→ **Stated task**
Reproduce these lines with every "DetectModule" swapped for "LocateModule", keeping everything else the same and leaving out the pictures.

Lines of box annotation data
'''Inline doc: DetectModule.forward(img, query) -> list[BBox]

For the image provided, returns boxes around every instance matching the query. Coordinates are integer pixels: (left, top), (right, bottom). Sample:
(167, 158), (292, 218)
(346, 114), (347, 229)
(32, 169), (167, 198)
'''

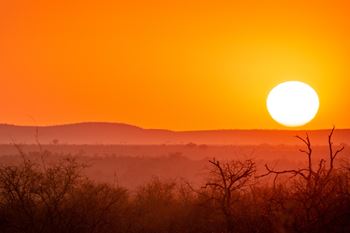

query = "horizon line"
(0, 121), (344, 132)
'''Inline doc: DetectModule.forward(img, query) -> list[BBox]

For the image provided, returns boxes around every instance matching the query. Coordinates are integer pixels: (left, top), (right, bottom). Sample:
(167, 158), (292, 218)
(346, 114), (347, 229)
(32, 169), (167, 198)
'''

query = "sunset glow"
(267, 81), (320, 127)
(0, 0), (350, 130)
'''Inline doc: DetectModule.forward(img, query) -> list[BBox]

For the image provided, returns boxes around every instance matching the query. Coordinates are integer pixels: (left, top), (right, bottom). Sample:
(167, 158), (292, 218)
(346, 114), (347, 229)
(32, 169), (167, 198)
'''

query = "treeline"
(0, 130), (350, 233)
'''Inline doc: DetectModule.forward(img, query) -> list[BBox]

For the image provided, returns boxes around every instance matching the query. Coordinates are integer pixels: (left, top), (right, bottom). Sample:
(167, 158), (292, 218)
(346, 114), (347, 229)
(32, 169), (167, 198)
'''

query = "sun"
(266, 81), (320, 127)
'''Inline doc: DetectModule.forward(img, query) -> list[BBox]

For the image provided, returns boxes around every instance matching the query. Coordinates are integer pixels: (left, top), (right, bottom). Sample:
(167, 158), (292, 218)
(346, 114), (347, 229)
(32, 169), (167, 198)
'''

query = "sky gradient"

→ **Task answer**
'''Inline doc: LocateModule.forward(img, query) -> list[BBox]

For the image provided, returns boxes around every instance matching the query. Coordinates are integer pixels: (left, top), (right, bottom). Sample:
(167, 158), (292, 218)
(346, 114), (347, 229)
(32, 169), (167, 198)
'''


query = "horizon line"
(0, 121), (344, 132)
'''Inline doc: LocateModule.forward(img, query) -> list[BBox]

For the image provided, returns boxes around every instance matching the query. Coordinates are integer pixels: (left, top), (right, bottom). Sample:
(167, 158), (292, 218)
(346, 114), (347, 229)
(32, 169), (167, 198)
'''

query = "sunset glow"
(267, 81), (320, 127)
(0, 0), (350, 130)
'''Inline doc: LocateModule.forward(img, query) -> list[BBox]

For the image provided, returns boxes around every instance matching the query. Coordinates are integer pixels: (left, top), (right, bottom). Sample:
(167, 158), (292, 218)
(346, 114), (347, 229)
(32, 169), (167, 198)
'''

query = "treeline"
(0, 130), (350, 233)
'''Inline doc: LocateModule.forward(img, query) -> list[BBox]

For the image provided, returns boxes around every instance matching the query. Coordinates are integer pixels: (left, top), (right, bottom). Sample:
(167, 158), (292, 218)
(346, 114), (347, 229)
(32, 169), (167, 198)
'''

query = "sun"
(266, 81), (320, 127)
'''Inline doc: LocateModule.forward(img, query) -> list[BBox]

For the image provided, returns boxes around every instance matching the query. Coordinates are integer pixels: (left, top), (right, bottom). Sample:
(167, 158), (292, 218)
(346, 114), (347, 229)
(32, 169), (167, 198)
'''

query = "sky gradient"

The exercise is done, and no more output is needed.